» Esercizio proposto 1: Elenca le lingue per cui il brano sulla religione degli Indoeuropei riporta il nome del "dio del cielo", con la forma indicata per ciascuna.
» Esercizio proposto 2: Prosegui il brano sulla religione degli Indoeuropei dopo la sua ultima frase.

» Brano riportato:
- - -
Per quanto riguarda la vita intellettuale e la morale degli Indoeuropei avremmo maggiori informazioni se conoscessimo in modo più preciso la loro religione ed i rituali ad essa connessi. Sfortunatamente le idee religiose e il fondo mitico sono difficili a riconoscere, poiché la corrispondenza dei nomi che è peraltro assai rara, non ci permette di affermare con certezza alcuna univocità. Laddove siano conservate le stesse rappresentazioni, è anche possibile che siano state prodotte da sviluppi particolari ed analoghi.
Tuttavia vi sono alcune concordanze che forniscono informazioni estremamente interessanti.
È infatti rilevante che accanto alle divinità proprie di uno stadio culturale primitivo, protettrici di gruppi e tribù, gli Indoeuropei venerassero principalmente un dio cosmico, il “dio del cielo”, indoeuropeo *Dyeus, greco Ζεύς, “Zeus”, latino Jupiter, da Dies-piter, germanico Ziu.
Si tratta di una figura assolutamente universale a cui è dovuta la fertilità e la cui potenza si rivela nella tempesta e in quanto creatore di tutti gli esseri è chiamato “padre”.
Questo caso, come pochi altri, mostra tuttavia che le tribù indoeuropee costituivano una comunità strettamente congiunta, in possesso di elementi spirituali omogenei ed universali.
Accanto al “Dio celeste”, come sua consorte e divinità materna, troviamo la Terra. Inoltre, retaggio dell’ancestrale sentire religioso, il culto del fuoco, cardine della spiritualità connessa alla vita domestica. Vesta protegge la casa in quanto dea del focolare. Presso gli Indiani il fuoco sacrificale è di gran lunga la più potente manifestazione divina, dinanzi alla quale nessun’altra divinità ha prevalenza.
- - -
[Registrazioni]
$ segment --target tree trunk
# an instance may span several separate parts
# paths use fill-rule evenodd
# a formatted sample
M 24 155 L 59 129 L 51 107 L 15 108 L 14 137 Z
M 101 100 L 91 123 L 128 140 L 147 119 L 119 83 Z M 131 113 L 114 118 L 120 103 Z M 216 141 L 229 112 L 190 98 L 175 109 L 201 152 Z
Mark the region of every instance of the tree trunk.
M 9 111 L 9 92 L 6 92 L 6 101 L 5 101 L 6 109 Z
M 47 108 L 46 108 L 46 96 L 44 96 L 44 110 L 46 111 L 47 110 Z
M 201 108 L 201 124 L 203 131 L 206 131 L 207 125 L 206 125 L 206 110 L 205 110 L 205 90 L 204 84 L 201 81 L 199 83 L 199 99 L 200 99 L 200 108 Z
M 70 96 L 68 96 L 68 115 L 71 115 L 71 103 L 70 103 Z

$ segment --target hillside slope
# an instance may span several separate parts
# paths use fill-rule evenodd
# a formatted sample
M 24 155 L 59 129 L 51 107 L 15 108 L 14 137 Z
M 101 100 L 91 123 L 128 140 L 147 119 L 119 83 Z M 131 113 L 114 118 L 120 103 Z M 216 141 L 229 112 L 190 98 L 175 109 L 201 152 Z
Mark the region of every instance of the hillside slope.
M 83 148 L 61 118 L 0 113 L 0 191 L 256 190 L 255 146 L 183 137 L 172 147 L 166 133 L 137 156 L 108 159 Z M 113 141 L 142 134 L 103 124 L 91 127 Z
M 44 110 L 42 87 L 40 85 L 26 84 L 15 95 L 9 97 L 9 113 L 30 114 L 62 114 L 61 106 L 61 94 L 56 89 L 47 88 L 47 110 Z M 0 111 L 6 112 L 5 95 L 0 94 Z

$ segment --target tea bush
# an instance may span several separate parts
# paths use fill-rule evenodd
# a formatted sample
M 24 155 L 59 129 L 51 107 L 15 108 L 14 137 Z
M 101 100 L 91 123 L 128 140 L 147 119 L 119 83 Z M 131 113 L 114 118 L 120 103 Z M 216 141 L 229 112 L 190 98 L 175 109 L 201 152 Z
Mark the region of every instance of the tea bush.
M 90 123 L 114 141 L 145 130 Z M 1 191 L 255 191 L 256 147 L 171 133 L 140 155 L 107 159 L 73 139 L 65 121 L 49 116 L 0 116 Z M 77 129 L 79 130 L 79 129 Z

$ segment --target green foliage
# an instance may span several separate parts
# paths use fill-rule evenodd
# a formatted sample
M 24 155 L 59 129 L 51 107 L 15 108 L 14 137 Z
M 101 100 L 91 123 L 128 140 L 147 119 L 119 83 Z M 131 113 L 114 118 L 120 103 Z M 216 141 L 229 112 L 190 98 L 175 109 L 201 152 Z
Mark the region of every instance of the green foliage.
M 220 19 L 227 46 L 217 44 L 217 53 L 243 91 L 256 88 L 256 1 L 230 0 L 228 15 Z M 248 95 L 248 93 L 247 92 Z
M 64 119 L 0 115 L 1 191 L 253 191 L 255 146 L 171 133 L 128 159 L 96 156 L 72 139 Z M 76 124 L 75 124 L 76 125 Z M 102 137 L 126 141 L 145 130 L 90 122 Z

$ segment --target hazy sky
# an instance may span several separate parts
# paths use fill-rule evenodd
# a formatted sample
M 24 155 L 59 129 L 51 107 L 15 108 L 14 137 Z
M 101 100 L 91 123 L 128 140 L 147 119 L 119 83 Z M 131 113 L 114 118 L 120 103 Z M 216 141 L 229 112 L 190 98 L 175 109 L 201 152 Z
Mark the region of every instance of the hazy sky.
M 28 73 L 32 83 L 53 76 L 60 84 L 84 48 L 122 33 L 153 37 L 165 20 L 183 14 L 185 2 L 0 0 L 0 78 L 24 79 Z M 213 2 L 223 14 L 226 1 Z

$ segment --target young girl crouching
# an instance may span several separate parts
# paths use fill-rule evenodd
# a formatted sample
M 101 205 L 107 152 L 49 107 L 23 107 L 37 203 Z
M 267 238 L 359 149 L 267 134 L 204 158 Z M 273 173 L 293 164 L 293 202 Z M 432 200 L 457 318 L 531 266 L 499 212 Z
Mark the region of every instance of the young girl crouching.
- - -
» Risultato 1:
Indoeuropeo: *Dyeus
Greco: Ζεύς, "Zeus"
Latino: Jupiter, da Dies-piter
Germanico: Ziu

» Risultato 2:
Il Perkna dei Lituani, un dio della tempesta che diverrà il Perkunas dei tempi storici e che trova riscontro nel Perun degli Slavi e probabilmente nel Fjorgyn norreno, sembrerebbe essere di origine indoeuropea a giudicare dal nome del dio vedico della pioggia, Parjanya. Alcuni azzardano l’ipotesi che anche il Quirinus latino abbia la stessa origine, fatto linguisticamente possibile in virtù delle regole che portano il latino, come le lingue gaeliche, a mantenere la gutturale *kw rispetto alla forma labiale *pw. L’origine indoeuropea è possibile anche per la coppia divina dei Dioscuri, confrontabili con gli Acvin indiani. E pare lo stesso per i numerosi demoni connessi alle vicende della vita umana. Altre figure derivano da fenomeni naturali, come il dio del sole greco Ηέλιος, “Helios“, connesso a σείριος, “séirios“, originariamente σƒείριος, “swéirios”, “splendente”. Questo teonimo trova relazione in quello latino Sol, e nel sanscrito Sûryas, in origine *svaryas, dalla radice *svar- avente significato di “risplendere”.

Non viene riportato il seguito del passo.